# READING PASSAGE:
JOCK DUNCAN was brought
up in the ballad-rich farming country around New Deer and Fyvie in
Aberdeenshire. He has been singing traditional songs and bothy ballads
as long as he can remember.
Jock's father had the
farm of Gelliebrae beside New Deer and Jock was born there in 1925.
Three years later Jock's father took over at South Faddenhill of Fyvie
when Jock's grandfather gave up the farm. Jock grew up to take his part
in the every day work of the farm and by the age of 10 he was good
enough to be driving a horse at the plough.
One of the major
influences on Jock's music was his mother. Jock writes: My mother was
what I would term 'the stang o the trump' [the best of the bunch], a
fine pianist and accompanist to the many fine fiddle players who graced
the great splores [house ceilidhs] she organised in the ben the hoose
end at Faddenhill. We could listen or participate singing the ald
Scots sangs and ballads, the ald bothy ballads and the new cornkisters
of Willie Kemp and George Morris. They were my pop idols made famous
with the advent of their '78' Beltona records in the early 1930s.

# RECORDED INFORMATION:

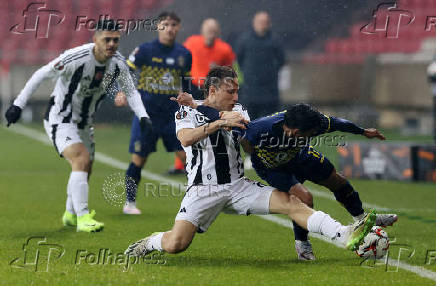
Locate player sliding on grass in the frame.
[6,20,149,232]
[125,66,375,256]
[170,86,398,260]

# INSTRUCTIONS:
1) Summarize the passage about Jock Duncan in two sentences.
2) Repeat the passage about Jock Duncan between "JOCK DUNCAN was" and "at the plough.", inclusive.

# RESPONSES IN ORDER:
1) Jock Duncan was born in 1925 at Gelliebrae, his father's farm beside New Deer in Aberdeenshire, and grew up at South Faddenhill of Fyvie, where by the age of 10 he was driving a horse at the plough. He has sung traditional songs and bothy ballads as long as he can remember, and a major influence on his music was his mother, a fine pianist who accompanied fiddle players at the house ceilidhs she organized at Faddenhill.

2)
JOCK DUNCAN was brought
up in the ballad-rich farming country around New Deer and Fyvie in
Aberdeenshire. He has been singing traditional songs and bothy ballads
as long as he can remember.
Jock's father had the
farm of Gelliebrae beside New Deer and Jock was born there in 1925.
Three years later Jock's father took over at South Faddenhill of Fyvie
when Jock's grandfather gave up the farm. Jock grew up to take his part
in the every day work of the farm and by the age of 10 he was good
enough to be driving a horse at the plough.